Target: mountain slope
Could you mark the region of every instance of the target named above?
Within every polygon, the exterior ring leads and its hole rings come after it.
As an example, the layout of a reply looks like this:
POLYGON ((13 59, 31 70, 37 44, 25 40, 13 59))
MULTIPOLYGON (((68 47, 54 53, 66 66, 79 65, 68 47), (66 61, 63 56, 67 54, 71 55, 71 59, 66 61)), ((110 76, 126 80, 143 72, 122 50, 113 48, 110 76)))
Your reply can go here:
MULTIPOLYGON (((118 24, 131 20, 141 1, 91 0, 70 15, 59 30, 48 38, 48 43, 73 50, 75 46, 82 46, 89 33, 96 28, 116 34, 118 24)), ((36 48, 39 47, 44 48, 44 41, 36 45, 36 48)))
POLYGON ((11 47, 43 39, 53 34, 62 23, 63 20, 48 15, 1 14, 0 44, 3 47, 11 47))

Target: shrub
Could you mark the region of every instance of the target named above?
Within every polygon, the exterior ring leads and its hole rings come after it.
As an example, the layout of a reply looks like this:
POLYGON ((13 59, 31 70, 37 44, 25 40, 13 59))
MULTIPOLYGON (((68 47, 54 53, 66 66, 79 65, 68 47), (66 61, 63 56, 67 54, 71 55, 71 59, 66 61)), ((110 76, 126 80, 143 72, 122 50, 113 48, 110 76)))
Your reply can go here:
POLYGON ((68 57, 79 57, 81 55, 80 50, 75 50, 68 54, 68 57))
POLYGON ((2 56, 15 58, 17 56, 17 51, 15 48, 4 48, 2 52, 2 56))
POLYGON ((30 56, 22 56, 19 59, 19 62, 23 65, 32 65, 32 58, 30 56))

Exercise instructions: Beginning with the line in which "Target: shrub" appears, print each remaining line of the listing exactly, the last line included.

The answer:
Target: shrub
Could you mark the region of every instance of the target named above?
Within every polygon, the exterior ring leads and its hole rings come after it.
As an example, the layout of a reply looks like this:
POLYGON ((13 59, 31 70, 37 44, 25 40, 13 59))
MULTIPOLYGON (((68 47, 54 53, 66 66, 79 65, 68 47), (66 61, 63 56, 67 54, 71 55, 71 59, 66 61)), ((110 76, 126 80, 143 72, 122 50, 113 48, 110 76)))
Your reply can go here:
POLYGON ((68 57, 79 57, 81 55, 80 50, 75 50, 68 54, 68 57))
POLYGON ((2 56, 15 58, 17 56, 17 51, 15 48, 4 48, 2 52, 2 56))
POLYGON ((30 56, 22 56, 19 59, 19 62, 23 65, 32 65, 32 58, 30 56))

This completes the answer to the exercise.